→ **Do this**:
Rewrite the listing below with "ceramic bowl" swapped for "clay bowl" and nothing else altered.
* Start Provided data *
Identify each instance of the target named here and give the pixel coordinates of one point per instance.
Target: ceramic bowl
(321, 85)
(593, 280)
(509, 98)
* End Provided data *
→ **Correct output**:
Identify each instance of the target named here and give the pixel coordinates of one point per instance.
Target: clay bowl
(321, 85)
(593, 280)
(509, 98)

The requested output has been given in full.